- _Tugas yang Dikerjakan_:
1/ Jawablah pertanyaan berikut berdasarkan teks tentang Rabindranath Tagore.
(a) Pada tanggal berapa Tagore lahir?
(b) Mengapa Tagore tidak menyelesaikan sekolahnya di Inggris?
(c) Pada usia berapa Tagore mulai menulis?
2/ Salin ulang baris-baris catatan di antara baris yang memuat "Using the image provided, box the layered" dan baris yang memuat "xmin=598 ymin=197 xmax=604 ymax=220", termasuk kedua baris tersebut. Jangan sertakan gambar dalam jawaban.

- _Kutipan Teks_:
Rabindranath Tagore lahir di India pada tanggal 7 Mei 1861, ia hidup secara berkecukupan dalam materi karena termasuk dalam keluarga Brahmana. Ia merupakan pemenang nobel pertama di Asia dengan kategori “seorang yang lebih besar dari kita”. Masa kecil dihabiskan di daerah Calcutta India. Tagore merupakan anak ke-empat belas dari lima belas bersaudara. Ia kehilangan sosok ibunda pada saat beranjak remaja. Ayah dari Tagore sering berpegian jauh untuk perjalanan spiritual dan ziarah. Ayahnya berpergian sampai ke gunung Himalaya. Tagore juga dibesarkan oleh pelayan atau pembantu rumah tangga.
Pada saat usianya tujuh belas tahun, Tagore
sempat disekolahkan ke luar negeri tepatnya di Inggris. Ia tidak menyelesaikan
sekolahnya karena tidak tahan cuaca di Inggris dan juga lebih senang suasana di
Bengali. Tagore sudah mulai atau suka menulis pada usia delapan tahun, sehingga
pada usia remaja ia sudah banyak menulis bait. Inspirasi mengenai sastra sudah
Tagore dapat dari kesenangan Tagore membaca karya sastra penyair tua. Ia tidak
diragukan lagi terutama dalam hal sastra. Tagore juga memiliki banyak julukan atau bakat seperti dramawan, produser, pelukis, kritikus, penulis cerpen dan budayawan. Karya-karyanya
berupa puisi, novel, dan juga lagu-lagu.

- _Catatan yang Disediakan_:

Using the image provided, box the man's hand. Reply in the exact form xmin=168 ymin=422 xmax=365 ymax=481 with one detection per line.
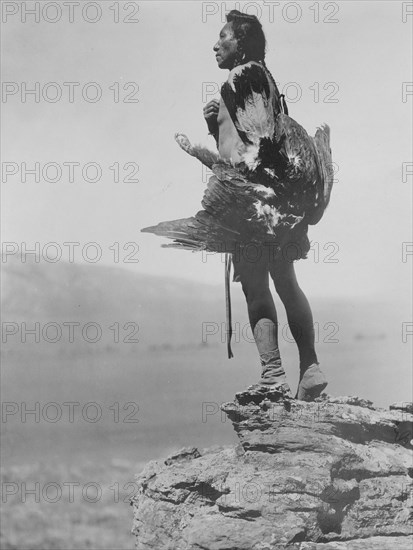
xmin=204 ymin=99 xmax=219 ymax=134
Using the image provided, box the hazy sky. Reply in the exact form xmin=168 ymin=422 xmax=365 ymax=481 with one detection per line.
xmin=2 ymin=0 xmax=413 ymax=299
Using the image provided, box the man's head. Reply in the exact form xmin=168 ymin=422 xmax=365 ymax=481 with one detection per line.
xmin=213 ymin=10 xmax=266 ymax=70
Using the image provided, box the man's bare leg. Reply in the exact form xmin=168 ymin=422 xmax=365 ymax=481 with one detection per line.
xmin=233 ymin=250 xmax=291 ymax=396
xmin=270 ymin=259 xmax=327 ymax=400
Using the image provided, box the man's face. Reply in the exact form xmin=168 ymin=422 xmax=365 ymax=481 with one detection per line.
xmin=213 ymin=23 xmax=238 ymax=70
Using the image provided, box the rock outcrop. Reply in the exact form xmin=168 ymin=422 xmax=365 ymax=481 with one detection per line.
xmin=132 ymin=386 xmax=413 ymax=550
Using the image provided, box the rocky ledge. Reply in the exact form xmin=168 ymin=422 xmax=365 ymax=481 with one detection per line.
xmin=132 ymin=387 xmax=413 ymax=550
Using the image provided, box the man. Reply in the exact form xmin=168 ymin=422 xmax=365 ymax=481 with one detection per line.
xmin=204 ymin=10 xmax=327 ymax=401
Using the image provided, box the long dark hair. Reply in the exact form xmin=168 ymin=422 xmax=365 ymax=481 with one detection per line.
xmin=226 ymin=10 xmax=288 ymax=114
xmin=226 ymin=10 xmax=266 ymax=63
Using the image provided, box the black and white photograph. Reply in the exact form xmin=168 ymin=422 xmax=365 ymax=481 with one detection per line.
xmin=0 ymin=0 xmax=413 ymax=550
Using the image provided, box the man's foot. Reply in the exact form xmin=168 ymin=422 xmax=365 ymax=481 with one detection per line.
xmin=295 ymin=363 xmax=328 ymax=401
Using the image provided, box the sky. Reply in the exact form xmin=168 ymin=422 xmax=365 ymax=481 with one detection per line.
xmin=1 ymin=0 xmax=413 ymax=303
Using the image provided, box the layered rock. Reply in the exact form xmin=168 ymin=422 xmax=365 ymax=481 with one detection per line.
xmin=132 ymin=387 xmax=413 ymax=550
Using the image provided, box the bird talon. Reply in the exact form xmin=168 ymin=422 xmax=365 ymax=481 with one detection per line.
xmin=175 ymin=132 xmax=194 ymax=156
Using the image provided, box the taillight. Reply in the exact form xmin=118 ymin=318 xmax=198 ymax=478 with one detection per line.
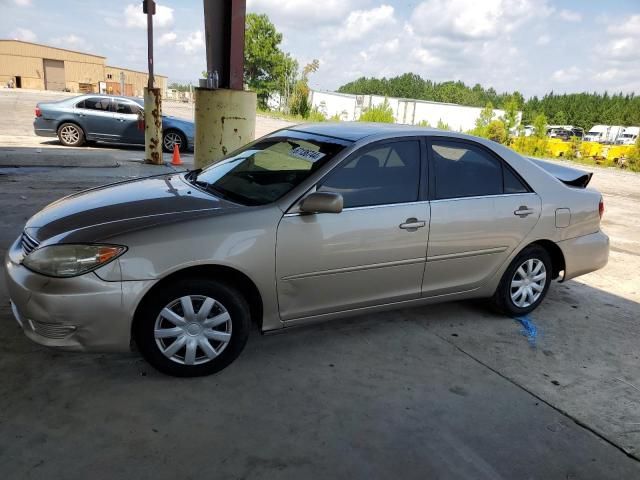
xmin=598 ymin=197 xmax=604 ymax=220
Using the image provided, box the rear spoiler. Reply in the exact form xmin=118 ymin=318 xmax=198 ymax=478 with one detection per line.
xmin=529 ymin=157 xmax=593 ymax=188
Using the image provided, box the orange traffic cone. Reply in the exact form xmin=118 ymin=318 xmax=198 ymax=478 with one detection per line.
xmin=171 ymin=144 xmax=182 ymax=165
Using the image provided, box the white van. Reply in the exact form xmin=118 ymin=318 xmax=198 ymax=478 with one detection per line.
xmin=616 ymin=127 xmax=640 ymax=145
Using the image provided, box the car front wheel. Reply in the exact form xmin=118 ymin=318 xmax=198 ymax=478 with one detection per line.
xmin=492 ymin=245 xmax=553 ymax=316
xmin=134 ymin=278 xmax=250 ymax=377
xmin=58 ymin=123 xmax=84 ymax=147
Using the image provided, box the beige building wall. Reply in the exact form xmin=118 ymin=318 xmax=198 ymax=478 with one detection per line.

- _Hasil Latihan_:
1/
(a) Tagore lahir pada tanggal 7 Mei 1861.
(b) Ia tidak tahan cuaca di Inggris dan lebih senang suasana di Bengali.
(c) Tagore mulai menulis pada usia delapan tahun.

2/
Using the image provided, box the layered rock. Reply in the exact form xmin=168 ymin=422 xmax=365 ymax=481 with one detection per line.
xmin=132 ymin=387 xmax=413 ymax=550
Using the image provided, box the bird talon. Reply in the exact form xmin=168 ymin=422 xmax=365 ymax=481 with one detection per line.
xmin=175 ymin=132 xmax=194 ymax=156
Using the image provided, box the taillight. Reply in the exact form xmin=118 ymin=318 xmax=198 ymax=478 with one detection per line.
xmin=598 ymin=197 xmax=604 ymax=220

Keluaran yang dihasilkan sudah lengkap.